Work instructions: Starting at the line with "job: outline the boulder", return every line through the final one of the data, word for word. Pictures stay out.

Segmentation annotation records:
● ● ● ● ●

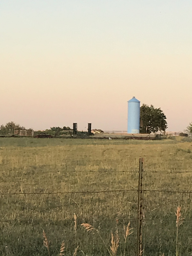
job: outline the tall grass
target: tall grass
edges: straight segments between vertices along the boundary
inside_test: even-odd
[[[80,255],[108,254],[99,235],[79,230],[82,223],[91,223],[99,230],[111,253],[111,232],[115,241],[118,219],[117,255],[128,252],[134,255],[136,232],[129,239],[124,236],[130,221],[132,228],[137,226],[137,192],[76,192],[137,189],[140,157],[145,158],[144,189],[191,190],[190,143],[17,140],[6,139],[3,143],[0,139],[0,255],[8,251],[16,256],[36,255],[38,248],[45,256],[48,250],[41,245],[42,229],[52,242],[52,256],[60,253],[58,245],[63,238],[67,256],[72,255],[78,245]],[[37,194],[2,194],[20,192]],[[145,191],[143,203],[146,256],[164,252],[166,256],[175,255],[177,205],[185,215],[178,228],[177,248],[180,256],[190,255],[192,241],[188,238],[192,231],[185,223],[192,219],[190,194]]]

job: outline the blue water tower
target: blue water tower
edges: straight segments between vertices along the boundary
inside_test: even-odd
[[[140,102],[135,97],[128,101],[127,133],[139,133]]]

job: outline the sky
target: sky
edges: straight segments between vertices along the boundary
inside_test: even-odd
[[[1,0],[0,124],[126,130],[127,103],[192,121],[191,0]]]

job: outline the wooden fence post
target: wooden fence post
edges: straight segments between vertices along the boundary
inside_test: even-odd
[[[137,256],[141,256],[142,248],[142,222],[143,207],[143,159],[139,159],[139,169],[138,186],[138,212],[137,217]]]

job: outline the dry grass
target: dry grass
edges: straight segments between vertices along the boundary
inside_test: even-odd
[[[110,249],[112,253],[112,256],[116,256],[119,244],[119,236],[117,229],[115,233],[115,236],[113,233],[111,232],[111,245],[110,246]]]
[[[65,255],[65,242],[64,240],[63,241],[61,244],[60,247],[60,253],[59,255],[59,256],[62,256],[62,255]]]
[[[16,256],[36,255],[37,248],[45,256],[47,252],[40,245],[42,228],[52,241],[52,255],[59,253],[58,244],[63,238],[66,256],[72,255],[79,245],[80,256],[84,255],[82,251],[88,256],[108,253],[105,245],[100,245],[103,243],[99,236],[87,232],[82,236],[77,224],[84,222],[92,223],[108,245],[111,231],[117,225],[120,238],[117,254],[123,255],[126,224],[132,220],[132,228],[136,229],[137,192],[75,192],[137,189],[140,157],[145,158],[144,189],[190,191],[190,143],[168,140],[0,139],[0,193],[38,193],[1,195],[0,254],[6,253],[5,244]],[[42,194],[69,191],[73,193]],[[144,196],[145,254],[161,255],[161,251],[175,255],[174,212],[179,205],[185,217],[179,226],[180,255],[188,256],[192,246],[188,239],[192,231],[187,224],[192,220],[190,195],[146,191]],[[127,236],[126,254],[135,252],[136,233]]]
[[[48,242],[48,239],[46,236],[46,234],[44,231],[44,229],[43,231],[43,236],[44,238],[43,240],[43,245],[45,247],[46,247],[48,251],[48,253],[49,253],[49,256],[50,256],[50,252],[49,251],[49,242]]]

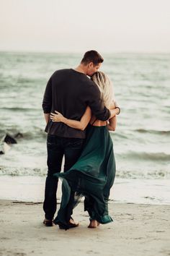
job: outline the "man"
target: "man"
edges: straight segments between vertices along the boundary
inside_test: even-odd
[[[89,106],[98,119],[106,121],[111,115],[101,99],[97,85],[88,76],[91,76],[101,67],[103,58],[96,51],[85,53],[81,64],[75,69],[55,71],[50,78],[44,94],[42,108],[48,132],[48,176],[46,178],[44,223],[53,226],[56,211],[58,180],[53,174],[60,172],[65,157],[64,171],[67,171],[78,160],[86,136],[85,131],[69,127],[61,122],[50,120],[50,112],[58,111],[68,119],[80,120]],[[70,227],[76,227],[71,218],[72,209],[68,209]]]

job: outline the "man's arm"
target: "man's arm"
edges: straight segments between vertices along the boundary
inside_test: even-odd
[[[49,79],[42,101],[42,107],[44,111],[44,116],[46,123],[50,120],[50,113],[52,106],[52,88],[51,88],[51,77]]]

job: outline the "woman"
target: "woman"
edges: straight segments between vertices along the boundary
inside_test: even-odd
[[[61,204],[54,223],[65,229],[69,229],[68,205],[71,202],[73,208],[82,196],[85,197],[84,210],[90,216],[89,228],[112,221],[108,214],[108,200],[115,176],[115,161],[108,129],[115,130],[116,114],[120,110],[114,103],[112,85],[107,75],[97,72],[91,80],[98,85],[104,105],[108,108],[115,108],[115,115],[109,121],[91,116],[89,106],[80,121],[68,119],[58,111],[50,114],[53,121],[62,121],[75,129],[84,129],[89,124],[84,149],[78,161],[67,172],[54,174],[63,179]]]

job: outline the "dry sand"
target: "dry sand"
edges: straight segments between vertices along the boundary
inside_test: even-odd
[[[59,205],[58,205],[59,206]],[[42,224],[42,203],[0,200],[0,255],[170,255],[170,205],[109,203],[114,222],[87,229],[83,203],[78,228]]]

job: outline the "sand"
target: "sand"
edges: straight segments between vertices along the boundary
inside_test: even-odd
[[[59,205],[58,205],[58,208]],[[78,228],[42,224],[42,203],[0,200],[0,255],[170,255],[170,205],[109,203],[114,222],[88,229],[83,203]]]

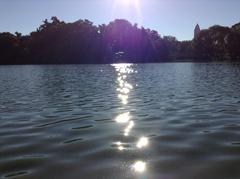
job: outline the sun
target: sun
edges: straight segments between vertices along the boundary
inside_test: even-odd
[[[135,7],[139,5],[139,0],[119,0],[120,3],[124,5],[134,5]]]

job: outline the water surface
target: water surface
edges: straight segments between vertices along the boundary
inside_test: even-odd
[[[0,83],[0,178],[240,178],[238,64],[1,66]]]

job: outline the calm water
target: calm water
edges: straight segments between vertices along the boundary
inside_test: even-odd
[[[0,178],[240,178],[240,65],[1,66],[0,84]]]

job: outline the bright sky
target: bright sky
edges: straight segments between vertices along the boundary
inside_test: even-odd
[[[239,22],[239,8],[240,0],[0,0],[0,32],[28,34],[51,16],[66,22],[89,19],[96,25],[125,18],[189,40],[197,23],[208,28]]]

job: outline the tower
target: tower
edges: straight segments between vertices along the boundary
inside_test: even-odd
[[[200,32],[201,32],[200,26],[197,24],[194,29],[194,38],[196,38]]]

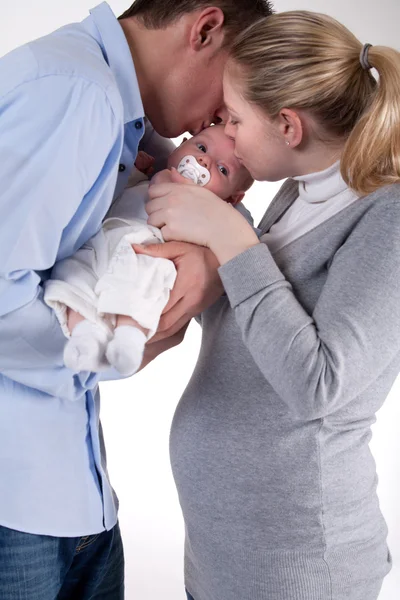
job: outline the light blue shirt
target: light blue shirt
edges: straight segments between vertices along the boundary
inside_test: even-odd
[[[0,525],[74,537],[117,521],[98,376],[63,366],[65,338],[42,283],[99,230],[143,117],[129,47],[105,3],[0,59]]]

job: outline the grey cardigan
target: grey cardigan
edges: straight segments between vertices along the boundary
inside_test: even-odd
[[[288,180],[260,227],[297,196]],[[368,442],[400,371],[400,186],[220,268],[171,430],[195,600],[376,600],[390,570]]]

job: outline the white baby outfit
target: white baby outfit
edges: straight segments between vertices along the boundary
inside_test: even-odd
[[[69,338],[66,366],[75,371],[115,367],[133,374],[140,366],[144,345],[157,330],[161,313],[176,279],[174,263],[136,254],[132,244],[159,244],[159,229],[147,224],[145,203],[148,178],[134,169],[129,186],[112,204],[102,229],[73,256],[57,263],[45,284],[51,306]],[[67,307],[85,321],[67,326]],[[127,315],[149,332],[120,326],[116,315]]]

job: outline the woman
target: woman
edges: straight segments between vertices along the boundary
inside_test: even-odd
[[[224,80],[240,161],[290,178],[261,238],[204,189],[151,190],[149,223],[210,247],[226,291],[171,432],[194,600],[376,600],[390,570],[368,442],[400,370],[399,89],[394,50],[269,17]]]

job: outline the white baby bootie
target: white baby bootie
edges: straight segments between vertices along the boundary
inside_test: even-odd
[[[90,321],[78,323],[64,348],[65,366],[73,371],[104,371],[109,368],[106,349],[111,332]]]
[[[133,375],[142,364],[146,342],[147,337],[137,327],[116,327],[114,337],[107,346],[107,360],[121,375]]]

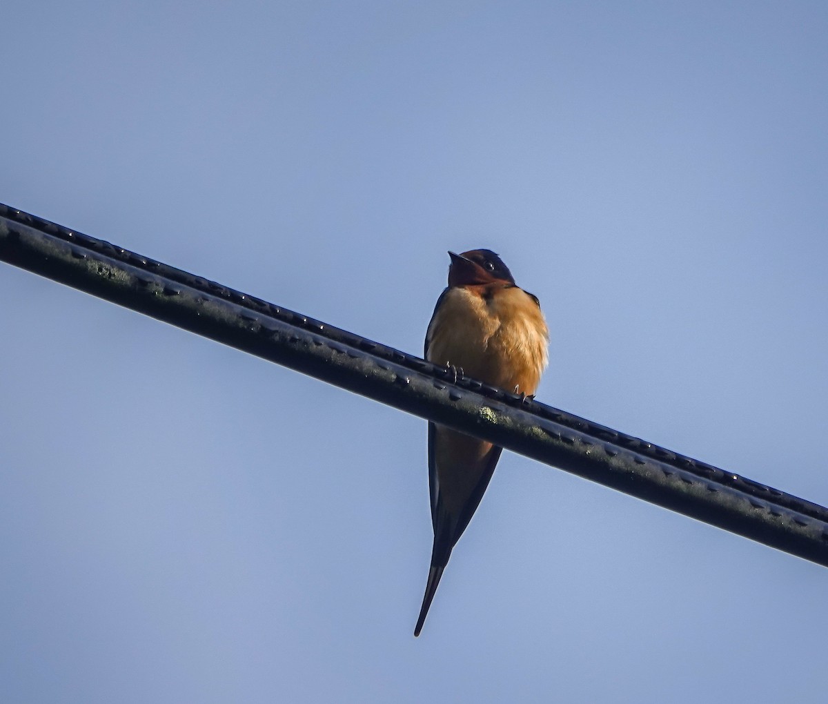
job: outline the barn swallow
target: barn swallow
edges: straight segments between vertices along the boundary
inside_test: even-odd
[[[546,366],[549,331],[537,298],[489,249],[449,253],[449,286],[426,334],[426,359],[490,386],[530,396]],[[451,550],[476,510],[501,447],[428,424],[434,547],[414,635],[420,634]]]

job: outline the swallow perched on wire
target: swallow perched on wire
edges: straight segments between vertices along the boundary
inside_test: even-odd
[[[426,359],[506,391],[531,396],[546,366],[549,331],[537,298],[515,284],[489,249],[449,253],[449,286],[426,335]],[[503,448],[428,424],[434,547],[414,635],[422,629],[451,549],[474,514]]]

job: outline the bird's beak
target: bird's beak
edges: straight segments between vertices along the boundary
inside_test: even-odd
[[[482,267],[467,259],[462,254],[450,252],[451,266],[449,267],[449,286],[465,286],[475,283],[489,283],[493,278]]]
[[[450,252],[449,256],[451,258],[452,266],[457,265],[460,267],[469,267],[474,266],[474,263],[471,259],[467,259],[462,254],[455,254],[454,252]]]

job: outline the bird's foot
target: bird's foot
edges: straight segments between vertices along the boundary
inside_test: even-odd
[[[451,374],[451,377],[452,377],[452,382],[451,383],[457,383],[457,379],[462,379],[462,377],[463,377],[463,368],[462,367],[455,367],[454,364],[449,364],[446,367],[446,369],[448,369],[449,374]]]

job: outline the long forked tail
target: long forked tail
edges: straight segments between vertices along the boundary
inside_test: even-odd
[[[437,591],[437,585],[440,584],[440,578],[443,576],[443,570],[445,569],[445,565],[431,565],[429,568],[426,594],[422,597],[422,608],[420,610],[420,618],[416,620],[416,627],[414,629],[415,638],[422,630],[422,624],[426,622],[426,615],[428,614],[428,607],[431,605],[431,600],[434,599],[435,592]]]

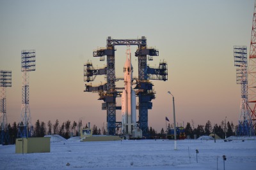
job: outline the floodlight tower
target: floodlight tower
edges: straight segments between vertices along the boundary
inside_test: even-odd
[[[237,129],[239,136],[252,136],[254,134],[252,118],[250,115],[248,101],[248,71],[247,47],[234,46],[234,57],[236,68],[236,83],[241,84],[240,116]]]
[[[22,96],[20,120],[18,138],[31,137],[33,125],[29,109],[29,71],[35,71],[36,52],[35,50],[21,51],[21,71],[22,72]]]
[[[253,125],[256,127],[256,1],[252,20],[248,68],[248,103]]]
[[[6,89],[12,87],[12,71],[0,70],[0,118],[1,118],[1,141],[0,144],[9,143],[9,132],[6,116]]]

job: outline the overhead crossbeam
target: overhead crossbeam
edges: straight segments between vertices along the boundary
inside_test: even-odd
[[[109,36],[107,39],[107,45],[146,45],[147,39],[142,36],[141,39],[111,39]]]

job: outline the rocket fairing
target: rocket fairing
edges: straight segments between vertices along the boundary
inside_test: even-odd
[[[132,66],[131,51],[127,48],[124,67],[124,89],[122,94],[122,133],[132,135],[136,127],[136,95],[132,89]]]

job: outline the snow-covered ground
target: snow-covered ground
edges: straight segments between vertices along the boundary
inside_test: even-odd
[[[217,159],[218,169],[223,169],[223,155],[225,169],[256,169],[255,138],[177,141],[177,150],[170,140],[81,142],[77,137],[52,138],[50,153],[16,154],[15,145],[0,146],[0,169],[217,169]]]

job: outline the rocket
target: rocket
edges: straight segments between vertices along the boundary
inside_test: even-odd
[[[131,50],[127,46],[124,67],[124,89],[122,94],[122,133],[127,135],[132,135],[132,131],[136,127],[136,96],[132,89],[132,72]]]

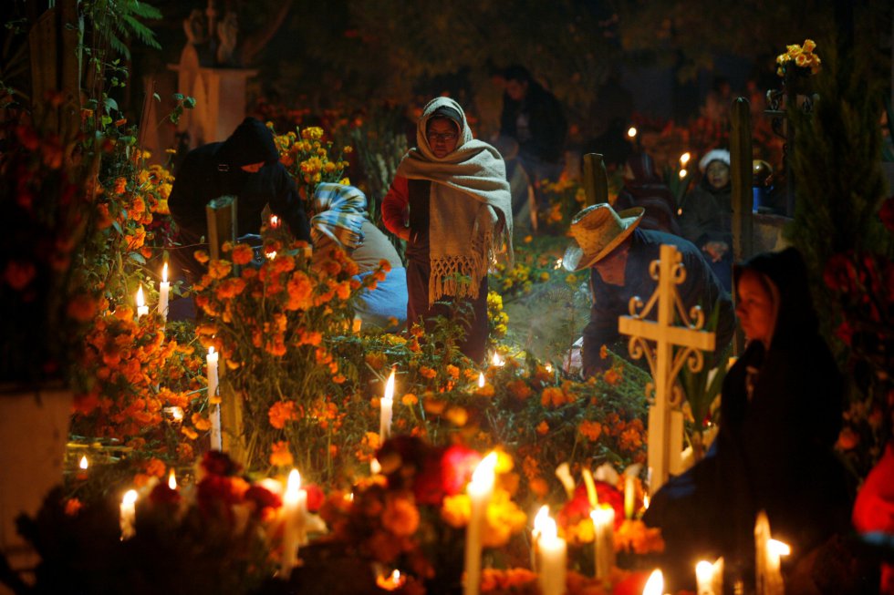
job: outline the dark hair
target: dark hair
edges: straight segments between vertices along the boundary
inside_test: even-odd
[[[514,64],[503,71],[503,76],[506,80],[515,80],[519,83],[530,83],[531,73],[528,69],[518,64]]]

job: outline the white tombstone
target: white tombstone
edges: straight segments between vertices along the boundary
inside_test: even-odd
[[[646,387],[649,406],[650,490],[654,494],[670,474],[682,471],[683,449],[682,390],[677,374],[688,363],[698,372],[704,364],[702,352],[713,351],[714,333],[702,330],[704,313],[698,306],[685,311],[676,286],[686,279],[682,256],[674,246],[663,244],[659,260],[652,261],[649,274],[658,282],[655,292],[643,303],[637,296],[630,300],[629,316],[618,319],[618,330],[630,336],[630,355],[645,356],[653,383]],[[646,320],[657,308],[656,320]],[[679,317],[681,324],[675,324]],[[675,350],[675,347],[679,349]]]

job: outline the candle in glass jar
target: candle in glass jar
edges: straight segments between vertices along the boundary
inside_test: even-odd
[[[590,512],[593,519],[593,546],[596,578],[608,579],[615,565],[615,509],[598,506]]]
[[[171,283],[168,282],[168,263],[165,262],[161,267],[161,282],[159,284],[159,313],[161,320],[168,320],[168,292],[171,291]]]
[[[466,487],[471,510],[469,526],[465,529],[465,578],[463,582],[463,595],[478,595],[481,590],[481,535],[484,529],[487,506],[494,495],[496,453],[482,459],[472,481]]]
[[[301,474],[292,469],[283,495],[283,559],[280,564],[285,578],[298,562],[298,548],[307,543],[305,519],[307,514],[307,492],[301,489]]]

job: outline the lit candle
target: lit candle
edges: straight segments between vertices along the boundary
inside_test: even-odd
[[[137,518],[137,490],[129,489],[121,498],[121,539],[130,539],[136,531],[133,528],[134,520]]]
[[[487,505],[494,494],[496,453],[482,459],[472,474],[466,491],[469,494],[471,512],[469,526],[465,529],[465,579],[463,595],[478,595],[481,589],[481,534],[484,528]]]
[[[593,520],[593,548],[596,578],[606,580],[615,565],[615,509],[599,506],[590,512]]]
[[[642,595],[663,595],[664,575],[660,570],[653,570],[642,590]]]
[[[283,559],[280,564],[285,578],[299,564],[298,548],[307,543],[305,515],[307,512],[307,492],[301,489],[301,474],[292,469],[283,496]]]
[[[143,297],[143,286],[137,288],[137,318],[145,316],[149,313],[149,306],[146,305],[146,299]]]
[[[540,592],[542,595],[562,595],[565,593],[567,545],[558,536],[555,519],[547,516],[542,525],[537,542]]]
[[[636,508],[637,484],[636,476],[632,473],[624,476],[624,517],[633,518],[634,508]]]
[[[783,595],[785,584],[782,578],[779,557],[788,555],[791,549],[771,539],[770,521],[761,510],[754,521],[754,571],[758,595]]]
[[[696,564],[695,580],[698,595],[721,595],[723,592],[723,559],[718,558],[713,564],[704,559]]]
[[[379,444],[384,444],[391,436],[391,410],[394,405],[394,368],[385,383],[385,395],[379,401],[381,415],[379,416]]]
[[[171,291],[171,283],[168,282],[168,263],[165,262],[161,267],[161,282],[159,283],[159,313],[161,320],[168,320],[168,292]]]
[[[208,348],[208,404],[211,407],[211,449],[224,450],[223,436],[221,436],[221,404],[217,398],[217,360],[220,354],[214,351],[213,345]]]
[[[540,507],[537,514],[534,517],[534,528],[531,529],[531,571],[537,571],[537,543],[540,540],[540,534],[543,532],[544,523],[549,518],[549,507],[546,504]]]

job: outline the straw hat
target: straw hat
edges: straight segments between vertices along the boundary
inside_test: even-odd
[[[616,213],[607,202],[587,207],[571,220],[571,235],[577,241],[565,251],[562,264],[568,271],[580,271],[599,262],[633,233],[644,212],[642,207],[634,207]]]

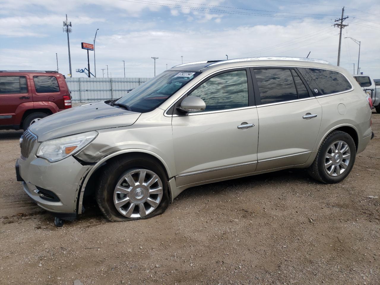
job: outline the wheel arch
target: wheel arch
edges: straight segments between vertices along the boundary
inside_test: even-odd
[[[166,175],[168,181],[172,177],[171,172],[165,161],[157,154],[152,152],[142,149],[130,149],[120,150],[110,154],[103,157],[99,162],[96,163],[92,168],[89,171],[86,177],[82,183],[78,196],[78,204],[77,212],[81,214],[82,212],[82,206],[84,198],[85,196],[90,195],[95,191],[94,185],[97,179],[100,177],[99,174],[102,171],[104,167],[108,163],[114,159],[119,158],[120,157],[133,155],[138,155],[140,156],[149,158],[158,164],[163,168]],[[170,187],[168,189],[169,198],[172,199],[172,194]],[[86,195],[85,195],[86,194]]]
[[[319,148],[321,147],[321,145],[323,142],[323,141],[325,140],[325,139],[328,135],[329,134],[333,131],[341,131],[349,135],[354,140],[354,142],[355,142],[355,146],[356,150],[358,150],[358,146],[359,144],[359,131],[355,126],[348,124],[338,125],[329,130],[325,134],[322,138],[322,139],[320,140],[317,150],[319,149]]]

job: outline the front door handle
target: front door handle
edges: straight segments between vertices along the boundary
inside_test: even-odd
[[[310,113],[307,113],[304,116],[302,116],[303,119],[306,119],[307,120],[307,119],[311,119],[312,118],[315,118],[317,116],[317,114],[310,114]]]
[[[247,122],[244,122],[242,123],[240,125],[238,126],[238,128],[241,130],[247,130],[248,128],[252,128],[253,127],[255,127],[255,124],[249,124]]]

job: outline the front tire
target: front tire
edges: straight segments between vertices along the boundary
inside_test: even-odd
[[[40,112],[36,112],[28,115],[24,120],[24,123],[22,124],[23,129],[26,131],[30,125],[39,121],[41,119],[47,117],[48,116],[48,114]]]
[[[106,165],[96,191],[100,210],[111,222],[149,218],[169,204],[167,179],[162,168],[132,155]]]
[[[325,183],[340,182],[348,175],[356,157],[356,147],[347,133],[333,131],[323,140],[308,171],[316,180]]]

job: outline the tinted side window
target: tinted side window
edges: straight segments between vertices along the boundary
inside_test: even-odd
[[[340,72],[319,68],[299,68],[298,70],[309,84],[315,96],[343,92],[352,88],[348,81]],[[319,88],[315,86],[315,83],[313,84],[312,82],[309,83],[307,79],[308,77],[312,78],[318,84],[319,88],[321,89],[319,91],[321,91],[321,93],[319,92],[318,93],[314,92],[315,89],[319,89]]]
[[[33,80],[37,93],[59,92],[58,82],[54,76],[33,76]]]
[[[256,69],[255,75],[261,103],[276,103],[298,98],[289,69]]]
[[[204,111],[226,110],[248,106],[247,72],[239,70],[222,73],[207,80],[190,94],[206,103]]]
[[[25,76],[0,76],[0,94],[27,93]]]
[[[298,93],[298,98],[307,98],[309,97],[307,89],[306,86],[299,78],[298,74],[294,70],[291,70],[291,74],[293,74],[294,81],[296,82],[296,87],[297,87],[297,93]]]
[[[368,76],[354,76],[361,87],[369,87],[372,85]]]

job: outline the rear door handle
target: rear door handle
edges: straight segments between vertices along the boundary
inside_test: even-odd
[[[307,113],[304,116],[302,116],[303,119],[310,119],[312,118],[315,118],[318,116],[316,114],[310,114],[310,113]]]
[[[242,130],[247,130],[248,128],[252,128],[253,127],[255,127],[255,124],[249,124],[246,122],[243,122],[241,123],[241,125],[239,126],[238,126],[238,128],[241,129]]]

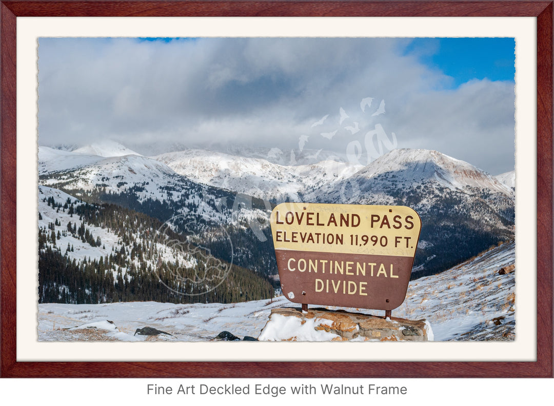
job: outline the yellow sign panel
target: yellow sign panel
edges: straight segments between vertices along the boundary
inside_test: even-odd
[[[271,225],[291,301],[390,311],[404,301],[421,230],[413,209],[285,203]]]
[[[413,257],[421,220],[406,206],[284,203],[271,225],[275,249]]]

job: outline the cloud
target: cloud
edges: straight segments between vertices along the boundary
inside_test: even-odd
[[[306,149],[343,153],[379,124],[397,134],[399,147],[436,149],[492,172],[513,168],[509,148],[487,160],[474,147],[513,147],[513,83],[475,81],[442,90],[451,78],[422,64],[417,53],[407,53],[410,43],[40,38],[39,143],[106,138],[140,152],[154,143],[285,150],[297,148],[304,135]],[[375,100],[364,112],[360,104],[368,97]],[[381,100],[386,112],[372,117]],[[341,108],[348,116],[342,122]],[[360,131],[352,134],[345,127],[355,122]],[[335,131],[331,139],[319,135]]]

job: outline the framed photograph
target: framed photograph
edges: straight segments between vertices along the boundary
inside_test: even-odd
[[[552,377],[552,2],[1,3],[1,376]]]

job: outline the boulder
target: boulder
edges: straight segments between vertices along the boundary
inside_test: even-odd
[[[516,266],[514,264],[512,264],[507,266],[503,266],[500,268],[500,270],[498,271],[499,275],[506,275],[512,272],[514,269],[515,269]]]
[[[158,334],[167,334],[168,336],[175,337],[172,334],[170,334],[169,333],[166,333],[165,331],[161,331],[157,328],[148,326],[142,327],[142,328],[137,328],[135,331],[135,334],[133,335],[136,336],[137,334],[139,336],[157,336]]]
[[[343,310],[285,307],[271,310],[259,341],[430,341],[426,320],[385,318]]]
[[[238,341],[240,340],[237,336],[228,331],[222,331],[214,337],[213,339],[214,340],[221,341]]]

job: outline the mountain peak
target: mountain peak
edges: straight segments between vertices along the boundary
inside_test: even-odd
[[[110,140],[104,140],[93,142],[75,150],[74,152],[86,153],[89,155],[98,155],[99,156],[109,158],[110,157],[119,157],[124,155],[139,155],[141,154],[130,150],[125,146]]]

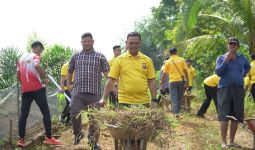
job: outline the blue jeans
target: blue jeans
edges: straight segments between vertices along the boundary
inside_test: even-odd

● ● ● ● ●

Expected answer:
job: outline the boulder
target: boulder
edges: straight segments between vertices along the boundary
inside_test: even-odd
[[[516,266],[514,264],[512,264],[507,266],[503,266],[500,268],[500,270],[498,271],[499,275],[506,275],[512,272],[514,269],[515,269]]]
[[[158,334],[167,334],[168,336],[175,337],[172,334],[170,334],[169,333],[166,333],[165,331],[161,331],[157,328],[148,326],[142,327],[142,328],[137,328],[135,331],[135,334],[133,335],[136,336],[137,334],[139,336],[157,336]]]
[[[343,310],[285,307],[271,310],[259,341],[430,341],[426,320],[385,318]]]
[[[238,341],[240,340],[237,336],[228,331],[222,331],[214,337],[213,339],[214,340],[221,341]]]

job: outline the mountain peak
target: mountain peak
edges: straight segments between vertices along the boundary
inside_test: even-odd
[[[110,140],[104,140],[93,142],[75,150],[74,152],[86,153],[89,155],[98,155],[99,156],[109,158],[110,157],[119,157],[124,155],[139,155],[141,154],[130,150],[125,146]]]

job: outline the blue jeans
target: blue jeans
edges: straight segments between vertices along the boundary
inside_test: even-odd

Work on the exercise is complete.